## Work required
Only a number is expected: how many lines in the entries that follow contain the word "clicks"?

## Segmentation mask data

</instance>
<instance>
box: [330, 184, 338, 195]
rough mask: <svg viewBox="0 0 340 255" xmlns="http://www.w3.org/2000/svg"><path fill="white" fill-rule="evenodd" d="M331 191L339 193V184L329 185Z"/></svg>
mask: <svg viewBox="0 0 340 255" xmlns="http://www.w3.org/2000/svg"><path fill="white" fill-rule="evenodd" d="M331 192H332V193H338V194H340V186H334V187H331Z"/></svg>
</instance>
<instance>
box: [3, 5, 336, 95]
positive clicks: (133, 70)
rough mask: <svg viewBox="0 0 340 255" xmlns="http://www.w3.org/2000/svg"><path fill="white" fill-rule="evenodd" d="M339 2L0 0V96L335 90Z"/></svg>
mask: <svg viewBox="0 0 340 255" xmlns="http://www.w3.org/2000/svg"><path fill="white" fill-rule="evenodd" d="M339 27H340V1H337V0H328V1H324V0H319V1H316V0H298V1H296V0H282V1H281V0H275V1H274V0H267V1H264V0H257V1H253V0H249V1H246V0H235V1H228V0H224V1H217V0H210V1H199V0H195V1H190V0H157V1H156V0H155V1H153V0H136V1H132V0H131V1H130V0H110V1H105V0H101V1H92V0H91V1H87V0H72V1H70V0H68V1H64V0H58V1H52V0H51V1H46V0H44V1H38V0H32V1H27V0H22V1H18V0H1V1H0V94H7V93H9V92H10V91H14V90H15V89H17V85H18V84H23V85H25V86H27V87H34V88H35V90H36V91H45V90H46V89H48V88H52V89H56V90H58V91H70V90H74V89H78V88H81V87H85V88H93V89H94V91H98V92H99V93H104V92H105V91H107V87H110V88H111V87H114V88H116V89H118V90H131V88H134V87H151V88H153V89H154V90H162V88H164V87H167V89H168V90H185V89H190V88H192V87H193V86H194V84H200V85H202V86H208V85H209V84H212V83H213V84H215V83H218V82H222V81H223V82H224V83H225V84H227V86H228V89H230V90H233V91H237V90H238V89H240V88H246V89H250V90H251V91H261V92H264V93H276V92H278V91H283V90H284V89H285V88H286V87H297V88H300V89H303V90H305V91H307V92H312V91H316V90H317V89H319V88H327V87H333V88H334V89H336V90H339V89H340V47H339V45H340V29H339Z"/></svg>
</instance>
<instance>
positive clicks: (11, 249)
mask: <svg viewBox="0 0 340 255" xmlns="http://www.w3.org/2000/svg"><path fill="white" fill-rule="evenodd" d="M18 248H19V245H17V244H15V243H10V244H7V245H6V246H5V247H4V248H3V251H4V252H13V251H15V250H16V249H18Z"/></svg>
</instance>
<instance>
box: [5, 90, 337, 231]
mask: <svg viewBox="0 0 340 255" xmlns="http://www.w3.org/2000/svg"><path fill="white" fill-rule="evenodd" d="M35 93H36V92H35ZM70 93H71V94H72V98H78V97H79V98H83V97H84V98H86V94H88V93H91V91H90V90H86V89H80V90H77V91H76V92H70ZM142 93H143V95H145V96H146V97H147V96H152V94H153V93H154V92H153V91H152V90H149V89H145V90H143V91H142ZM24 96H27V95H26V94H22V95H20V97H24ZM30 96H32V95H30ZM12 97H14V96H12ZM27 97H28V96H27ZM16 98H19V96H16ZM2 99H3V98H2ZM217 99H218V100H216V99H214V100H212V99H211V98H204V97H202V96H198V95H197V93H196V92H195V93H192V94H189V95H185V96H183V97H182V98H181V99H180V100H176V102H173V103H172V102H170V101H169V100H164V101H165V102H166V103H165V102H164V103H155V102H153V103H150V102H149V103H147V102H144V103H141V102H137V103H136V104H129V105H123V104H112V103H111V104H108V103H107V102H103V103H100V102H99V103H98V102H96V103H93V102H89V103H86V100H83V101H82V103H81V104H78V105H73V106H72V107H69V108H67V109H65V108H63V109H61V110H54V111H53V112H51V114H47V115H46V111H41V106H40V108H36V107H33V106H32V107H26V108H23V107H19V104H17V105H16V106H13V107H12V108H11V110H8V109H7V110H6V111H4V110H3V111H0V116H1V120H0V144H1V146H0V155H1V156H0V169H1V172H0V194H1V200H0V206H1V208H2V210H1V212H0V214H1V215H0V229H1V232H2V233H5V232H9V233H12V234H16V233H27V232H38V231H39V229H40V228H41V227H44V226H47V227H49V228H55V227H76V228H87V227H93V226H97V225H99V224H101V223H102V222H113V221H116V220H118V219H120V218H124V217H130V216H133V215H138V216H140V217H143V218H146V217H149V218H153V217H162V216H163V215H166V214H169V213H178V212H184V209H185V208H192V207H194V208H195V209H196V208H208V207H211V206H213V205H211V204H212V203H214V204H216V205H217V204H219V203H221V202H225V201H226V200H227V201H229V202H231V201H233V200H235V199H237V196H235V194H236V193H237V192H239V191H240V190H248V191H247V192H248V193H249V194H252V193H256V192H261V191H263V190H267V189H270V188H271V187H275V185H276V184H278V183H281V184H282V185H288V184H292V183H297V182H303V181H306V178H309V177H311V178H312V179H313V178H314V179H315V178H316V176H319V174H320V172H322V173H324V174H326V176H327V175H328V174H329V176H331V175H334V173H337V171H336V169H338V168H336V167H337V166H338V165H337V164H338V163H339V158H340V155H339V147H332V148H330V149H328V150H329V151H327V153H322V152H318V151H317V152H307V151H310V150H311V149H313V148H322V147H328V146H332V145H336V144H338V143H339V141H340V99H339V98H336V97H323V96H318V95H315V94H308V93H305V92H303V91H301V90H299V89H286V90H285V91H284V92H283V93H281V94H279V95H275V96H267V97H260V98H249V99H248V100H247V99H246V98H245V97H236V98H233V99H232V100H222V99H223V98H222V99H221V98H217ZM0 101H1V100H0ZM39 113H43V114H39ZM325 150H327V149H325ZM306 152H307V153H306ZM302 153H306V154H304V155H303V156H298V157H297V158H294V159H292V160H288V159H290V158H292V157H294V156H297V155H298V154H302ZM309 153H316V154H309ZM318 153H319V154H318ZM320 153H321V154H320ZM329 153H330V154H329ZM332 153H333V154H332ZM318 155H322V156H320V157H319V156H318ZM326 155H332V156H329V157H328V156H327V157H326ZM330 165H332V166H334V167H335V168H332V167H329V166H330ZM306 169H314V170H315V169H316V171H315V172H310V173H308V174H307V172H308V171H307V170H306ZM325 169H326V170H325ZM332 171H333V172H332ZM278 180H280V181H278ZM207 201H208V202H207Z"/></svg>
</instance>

## Task solution
2